_Task list_
(a) In the notation text on KL_Pred, write out the stretch from "Samples drawn from" through "label space respectively.", swapping "unknown" for "unspecified".
(b) Answer these from the notation text on KL_Pred:
(i) How many i.i.d. samples make up the training dataset?
(ii) What name is given to the space the neural network maps into?
(iii) Which random variable stands for the categorical probabilities over labels?

_Document text_
=====
Decomposition of KL_Pred

5 minute read

Published:

Notations

Let us consider a training dataset $\mathcal{D}$ consisting of $N$ i.i.d. samples,

\[\begin{equation*} \mathcal{D}= \{ (\boldsymbol{x}_i, y^*_i) \}_{i=1}^N \in (\mathcal{X} \times \mathcal{Y})^N \end{equation*}\]

where $\mathcal{X}$ represents the input space and $\mathcal{Y}={1,\ldots,K}$ is a set of labels.
Samples drawn from $\mathcal{D}$ follow an unknown conditional probability distribution $p(\mathbf{y} \vert \mathbf{x})$ where $\mathbf{x}$ and $\mathbf{y}$ are random variables over input space and label space respectively.

Let $f^{\boldsymbol{\theta}}: \mathcal{X} \rightarrow \mathcal{X’}$ be a neural network (NN) parametrized by $\boldsymbol{\theta}$ where $\mathcal{X’} = \mathbb{R}^K$ is the logit space. We consider categorical probabilities over labels as random variable $\mathbf{z}$.
=====
_Collected data_
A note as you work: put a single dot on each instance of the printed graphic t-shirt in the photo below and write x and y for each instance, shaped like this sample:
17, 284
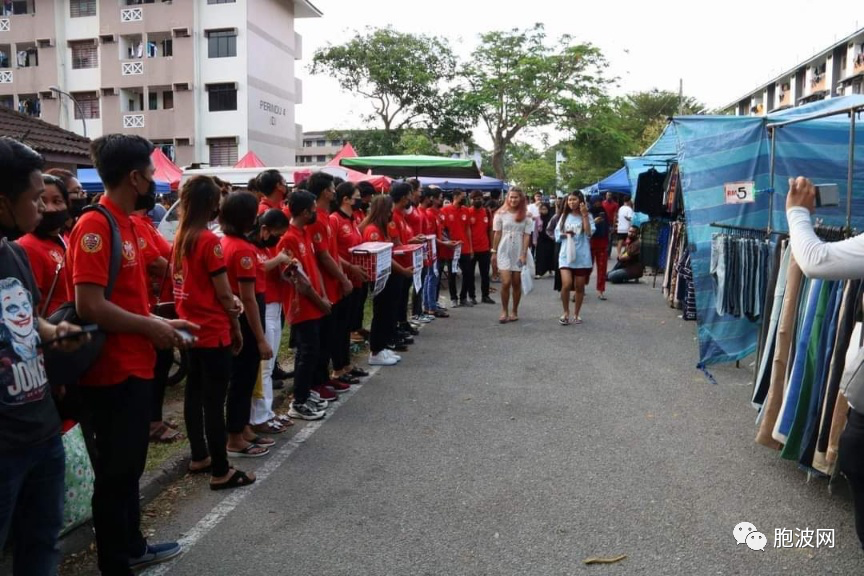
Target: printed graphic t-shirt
=====
_Solution set_
(a)
Samples drawn from $\mathcal{D}$ follow an unspecified conditional probability distribution $p(\mathbf{y} \vert \mathbf{x})$ where $\mathbf{x}$ and $\mathbf{y}$ are random variables over input space and label space respectively.

(b)
(i) N samples.
(ii) The logit space, which is ℝ^K.
(iii) The random variable z.